#### Text under study:
- - - - -
Any hospital with at least two specialists in infections, pulmonology, internal diseases and clinical microbiology will serve as a coronavirus pandemic hospital, a Health Ministry circular ordered late Friday.
Private health institutions will admit patients with COVID-19, the Ministry added.
According to the order, there will be a coronavirus clinic and intensive care unit for the treatment of COVID-19 patients in every pandemic hospital.
The death toll from COVID-19, the disease caused by the coronavirus, is now up to nine in Turkey, while the number of cases reached 670, almost doubling every day since Sunday. No comprehensive lockdown is in place, but escalating measures coupled with public compliance of health advisories have left a visible mark on daily life. Streets are empty and famous landmarks and town squares, once swarming with crowds, are now eerily devoid of life.
The Turkish presidency issued a decree earlier on the same day, postponing all science, culture and art events until the end of April in another bid to curb the spread of the virus. Based on current trends, infections will continue to multiply.
- - - - -
#### Region pointing data:
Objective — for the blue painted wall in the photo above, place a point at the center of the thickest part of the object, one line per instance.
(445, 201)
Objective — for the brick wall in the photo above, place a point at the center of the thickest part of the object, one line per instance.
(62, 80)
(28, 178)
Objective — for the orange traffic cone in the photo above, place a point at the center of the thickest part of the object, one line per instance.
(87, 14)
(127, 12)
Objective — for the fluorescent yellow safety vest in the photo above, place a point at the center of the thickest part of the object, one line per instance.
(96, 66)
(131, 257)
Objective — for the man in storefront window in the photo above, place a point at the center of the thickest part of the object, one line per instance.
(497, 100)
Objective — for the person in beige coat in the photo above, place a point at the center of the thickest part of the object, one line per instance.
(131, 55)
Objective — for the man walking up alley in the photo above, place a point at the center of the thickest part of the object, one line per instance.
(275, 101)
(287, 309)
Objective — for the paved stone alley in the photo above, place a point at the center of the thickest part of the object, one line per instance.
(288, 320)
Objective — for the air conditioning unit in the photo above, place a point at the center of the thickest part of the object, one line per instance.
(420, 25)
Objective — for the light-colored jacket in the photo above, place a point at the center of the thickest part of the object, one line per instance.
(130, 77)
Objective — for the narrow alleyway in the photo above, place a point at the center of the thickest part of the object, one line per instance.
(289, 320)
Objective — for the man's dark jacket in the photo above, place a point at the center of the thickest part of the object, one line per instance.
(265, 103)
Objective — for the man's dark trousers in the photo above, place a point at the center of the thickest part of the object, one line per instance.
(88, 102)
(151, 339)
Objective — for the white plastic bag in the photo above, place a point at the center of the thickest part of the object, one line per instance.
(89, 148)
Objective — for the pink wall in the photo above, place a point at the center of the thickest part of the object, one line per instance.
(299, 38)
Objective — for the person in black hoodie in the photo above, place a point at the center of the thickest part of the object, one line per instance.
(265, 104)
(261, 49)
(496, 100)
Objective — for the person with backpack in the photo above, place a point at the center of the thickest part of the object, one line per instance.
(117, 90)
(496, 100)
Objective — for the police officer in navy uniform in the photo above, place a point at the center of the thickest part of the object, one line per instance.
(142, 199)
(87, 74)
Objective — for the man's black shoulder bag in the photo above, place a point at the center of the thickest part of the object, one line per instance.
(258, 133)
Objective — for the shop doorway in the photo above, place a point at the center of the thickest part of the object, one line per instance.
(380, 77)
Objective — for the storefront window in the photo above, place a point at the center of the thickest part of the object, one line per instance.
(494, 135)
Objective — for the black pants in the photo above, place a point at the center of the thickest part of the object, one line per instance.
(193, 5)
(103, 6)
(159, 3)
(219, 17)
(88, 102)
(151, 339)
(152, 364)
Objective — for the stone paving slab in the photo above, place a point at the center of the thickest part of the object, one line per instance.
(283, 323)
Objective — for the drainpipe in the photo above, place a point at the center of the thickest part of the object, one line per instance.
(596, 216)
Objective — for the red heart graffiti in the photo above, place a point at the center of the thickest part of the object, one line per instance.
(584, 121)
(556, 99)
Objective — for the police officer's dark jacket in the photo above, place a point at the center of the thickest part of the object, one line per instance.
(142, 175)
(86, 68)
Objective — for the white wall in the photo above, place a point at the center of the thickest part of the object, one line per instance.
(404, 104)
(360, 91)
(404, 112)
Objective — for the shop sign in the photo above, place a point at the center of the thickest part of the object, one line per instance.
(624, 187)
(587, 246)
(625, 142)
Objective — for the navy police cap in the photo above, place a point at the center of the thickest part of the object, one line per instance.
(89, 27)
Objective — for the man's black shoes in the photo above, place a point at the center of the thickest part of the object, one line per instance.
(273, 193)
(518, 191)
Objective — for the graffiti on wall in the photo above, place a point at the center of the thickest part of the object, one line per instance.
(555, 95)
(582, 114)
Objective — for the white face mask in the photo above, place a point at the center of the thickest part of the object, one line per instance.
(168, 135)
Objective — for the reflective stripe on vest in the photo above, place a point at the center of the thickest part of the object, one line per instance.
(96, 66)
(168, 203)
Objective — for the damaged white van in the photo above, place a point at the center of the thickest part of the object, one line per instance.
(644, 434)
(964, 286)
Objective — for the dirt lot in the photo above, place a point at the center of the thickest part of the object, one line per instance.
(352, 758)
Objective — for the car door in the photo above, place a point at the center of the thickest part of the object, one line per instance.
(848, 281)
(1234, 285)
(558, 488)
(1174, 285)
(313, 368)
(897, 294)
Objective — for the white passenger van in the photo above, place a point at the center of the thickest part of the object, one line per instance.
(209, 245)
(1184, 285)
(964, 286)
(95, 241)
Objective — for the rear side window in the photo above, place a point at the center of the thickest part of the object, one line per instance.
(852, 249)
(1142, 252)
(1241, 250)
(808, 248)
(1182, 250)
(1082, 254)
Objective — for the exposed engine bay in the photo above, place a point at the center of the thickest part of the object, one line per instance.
- - - - -
#### Parts of the exercise:
1 > List the medical specialties that, according to the pandemic hospitals article, a hospital must have at least two specialists in to serve as a coronavirus pandemic hospital.
2 > Please repeat the stretch of the pandemic hospitals article from "According to the" through "devoid of life.".
3 > Pick up the pandemic hospitals article at its last sentence and carry it on.
You will not need the items.

#### Expected results:
1 >
- Infections
- Pulmonology
- Internal diseases
- Clinical microbiology

2 >
According to the order, there will be a coronavirus clinic and intensive care unit for the treatment of COVID-19 patients in every pandemic hospital.
The death toll from COVID-19, the disease caused by the coronavirus, is now up to nine in Turkey, while the number of cases reached 670, almost doubling every day since Sunday. No comprehensive lockdown is in place, but escalating measures coupled with public compliance of health advisories have left a visible mark on daily life. Streets are empty and famous landmarks and town squares, once swarming with crowds, are now eerily devoid of life.

3 >
President Recep Tayyip Erdoğan, in a compassionate speech earlier this week, urged citizens to stay home for at least three weeks but stopped short of declaring a curfew. Most people have heeded the call, as a dwindling number of people are visible outside.
Along with the government, municipalities have come up with new ways to tackle the crisis and protect citizens. Ekrem İmamoğlu, mayor of Istanbul, the country’s most crowded city, announced on Friday a new set of measures. Open marketplaces, an inseparable part of every neighborhood in the city but also a potential virus sanctuary due to the crowds they attract, are among the municipality’s priorities. İmamoğlu said marketplaces will be reduced in size and only food will be allowed to be sold. He said they would set up “disinfection stations” across the city to provide disinfection services for taxis and minibusses and will suspend around-the-clock mass transit services. He said the number of mass transit services will be reduced outside rush hours and called on senior citizens to avoid public transportation unless necessary. Mass transit vehicles, especially overcrowded metrobuses, pose a risk for chronically ill people in the face of the coronavirus pandemic.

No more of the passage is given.